- [PROBLEM DESCRIPTION] Where a picture appears, leave it out, and print the rest of the records as they are.

- [Stored entries]
● ● ● ● ●
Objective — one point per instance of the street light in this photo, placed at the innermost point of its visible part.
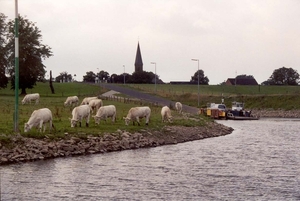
(124, 73)
(155, 75)
(198, 78)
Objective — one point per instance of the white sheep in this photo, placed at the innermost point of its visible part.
(166, 114)
(135, 113)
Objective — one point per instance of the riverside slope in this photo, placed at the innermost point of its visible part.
(22, 149)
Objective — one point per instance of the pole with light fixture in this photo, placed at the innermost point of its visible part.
(124, 73)
(155, 74)
(198, 79)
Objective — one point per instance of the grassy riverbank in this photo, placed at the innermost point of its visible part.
(62, 114)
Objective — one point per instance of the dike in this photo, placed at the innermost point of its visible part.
(23, 149)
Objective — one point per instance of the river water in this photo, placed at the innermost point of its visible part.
(260, 160)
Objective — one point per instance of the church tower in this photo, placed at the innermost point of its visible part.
(138, 60)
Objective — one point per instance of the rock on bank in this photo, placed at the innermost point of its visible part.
● ● ● ● ●
- [SOLUTION FOR THIS TASK]
Objective — one point per instance of the street light in this photo, placed at the innermost point of its visible part.
(124, 73)
(155, 75)
(198, 78)
Objective — one point per instance of the white sheep in this photo, placed at the innermost point of its visible part.
(166, 114)
(135, 113)
Objective — one point per instance of the riverside slope in this photo, placed at the innermost point of its visible part.
(22, 149)
Objective — one point per instance of the pole with light fixture in this photo, placed at the innermost point of its visible part.
(124, 73)
(155, 74)
(198, 79)
Objective — one point per instance of the grassy riverbank in this photo, placed at the innermost point of its visible part.
(62, 114)
Objective — one point per instance of the dike in this photo, placed at the innermost point of its visible part.
(23, 149)
Objective — one point per instance of the river water in this photo, placed at the innermost point of its visible part.
(260, 160)
Objective — one point per instance of the church tower in this photo, placed at the innermost point of its visible part.
(138, 60)
Objective — one point per instance of the rock on bank in this photo, placed at the innermost point of its visible part.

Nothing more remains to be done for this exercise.